_Excerpt_:
================

There is a Windows driver available that will let you use an ext2 or ext3 file system from Windows NT or XP. (Since the driver doesn't have a "Microsoft approved" signature, it's unlikely that it could be used with Vista.)

Using the driver, you can use a native Linux file system for your Windows storage, and eliminate the need for an FAT storage.

Windows fs driver
 

Thanks, I will look into the Windows fs driver. There is of course the problem of portability - I would have to install that driver on all of the PCs where that USB disk may be plugged in. I suppose that the best way to do this would be to split the disk into 2 partitions, one being a FAT32 and the other a suitable Linux native partition. The FAT32 partition can then be mounted anywhere and can be used to hold the fs driver installation file for the other partition. The only other drawbacks will then be Vista, and having the necessary permissions on the PC to install the driver.

The fsck utility is a tool for checking the consistency of a file system, not to defrag a file system; fsck is equivalent to the scandisk and chkdsk programs in Windows.

Hi,
do a "shutdown -F"
and it will tell you how much it is fragmented when the system reboots. It will be less than 5% unless the disk is full. The only file systems that seem to get fragmented are: ms-dos fat 16, fat32, ntfs. And vms. Since the person who wrote most of VMS is now working for Microsoft it probably has the some bugs. When I used to fix hard drives on DEC systems it was common to back the systems to tape, initialize the original drive, restore it all back again.

nigelc

On searching for Linux defrag practices, I stumbled upon this (very old) thread, and thought I'd jump in with some thoughts.

Sounds like knersus is setting himself up for a huge mess. No way would I mess with a format that requires me to install drivers that I already know will likely be a huge pain on any of my newer workstations (or, in a couple of years, almost all of my workstations). NTFS would be by far the easiest and best solution, unless you want the reduced overhead of FAT. For an external drive, I'd just use FAT (many do by default) because it's widely supported and efficient on space usage -- despite it's potential performance implications. Depends what kind of usage it's going to see. A few thoughts on fragmentation in general, not really pertaining to external drives:

1) Hard drives have multiple read/write heads, therefore it's not simply one read/write head running through a sequential set of data. While so far unreferenced, this is obviously pertinent, in relation to "multi-user, multi-tasking, multi-threaded OS" performance. I do prefer to keep my hard drive thoroughly defragmented -- after every install, if I can, which I'll go into later -- but it's not likely to make a big difference in a lot of situations. You have numerous simultanious read/write operations happening all the time, for all different files. The idea that Linux's ext3fs or the like does a better job than NTFS because it groups data better is, from all current information above, dead wrong. The reality is that neither file system (or, any pertinent file system for us) is really going to see a significant variance in performance in modern environments from a defrag, other than FAT systems.

2) These posts focus solely on single-file fragmentation, but not order of files. If you're talking about one head scanning sequential data for performance reasons (which really is all we can address, since we don't write the algorythms for the hard drives, or add/remove read/write heads to/from hard drives), it's worth noting that most applications install countless small files for a variety of purposes, which may or may not be accessed at any time, especially loading an application or saving a large amount of data. Ignoring file organization on a defragmented drive is no better than leaving it excessively fragmented -- any given head still has to seek over and over again. This is why I try to run defrag on my Windows machines (twice if needed) to get all the files themselves defragmented appropriately, -and- get them clustered together on one portion of the drive. Partitioning can help with this, also, if you feel like planning way ahead (though that's not really good practice).

================

_Dataset excerpts_:
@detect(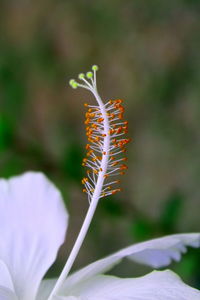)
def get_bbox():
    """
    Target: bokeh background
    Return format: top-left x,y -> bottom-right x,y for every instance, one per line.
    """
0,0 -> 200,288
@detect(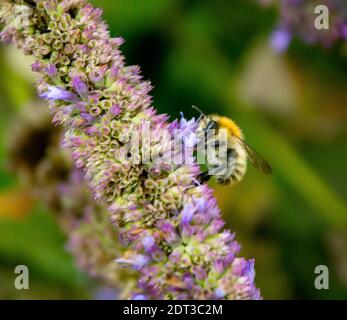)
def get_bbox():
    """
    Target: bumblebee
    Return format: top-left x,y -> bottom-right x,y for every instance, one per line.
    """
193,106 -> 272,185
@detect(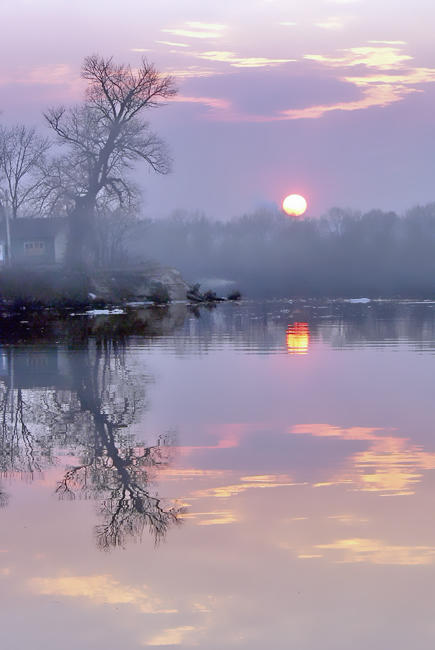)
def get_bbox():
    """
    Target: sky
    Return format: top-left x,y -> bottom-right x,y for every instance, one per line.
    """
0,0 -> 435,219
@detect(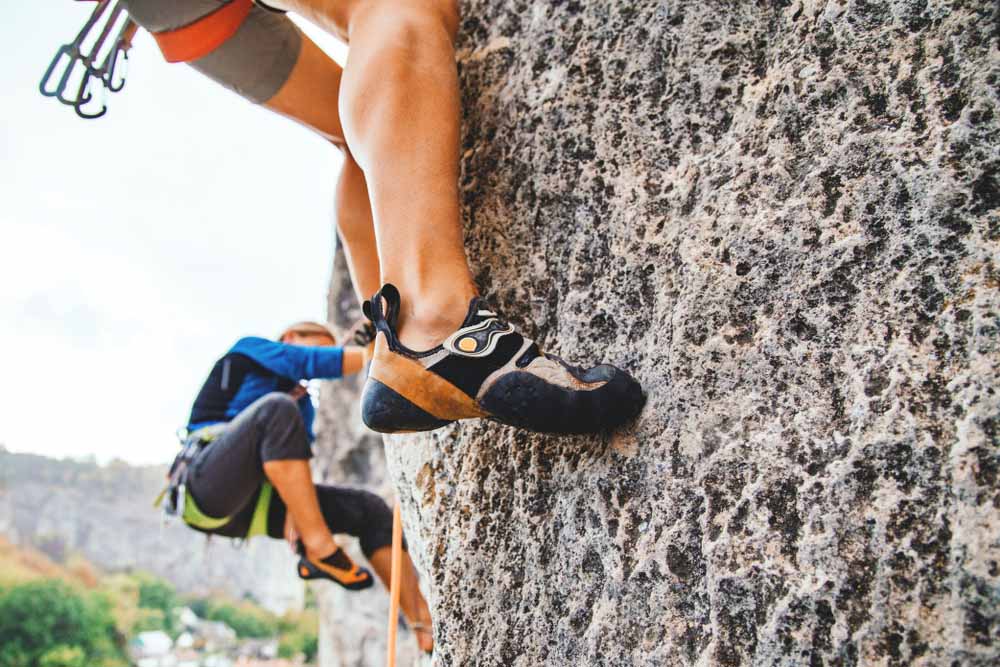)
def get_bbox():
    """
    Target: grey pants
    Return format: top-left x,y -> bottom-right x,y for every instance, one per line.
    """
125,0 -> 302,104
187,392 -> 392,556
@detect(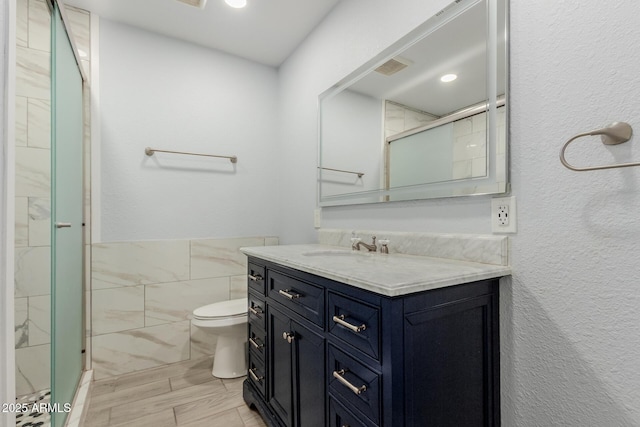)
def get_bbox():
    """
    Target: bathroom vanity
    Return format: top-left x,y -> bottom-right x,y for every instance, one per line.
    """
242,237 -> 510,427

================

_Written exercise 1_: According to the thread, which Windows programs is fsck equivalent to?
_Written exercise 2_: Transcribe the thread word for word from "The fsck utility" to "programs in Windows.".
Answer from the thread alone, not from the material.

_Written response 1_: Scandisk and chkdsk.

_Written response 2_:
The fsck utility is a tool for checking the consistency of a file system, not to defrag a file system; fsck is equivalent to the scandisk and chkdsk programs in Windows.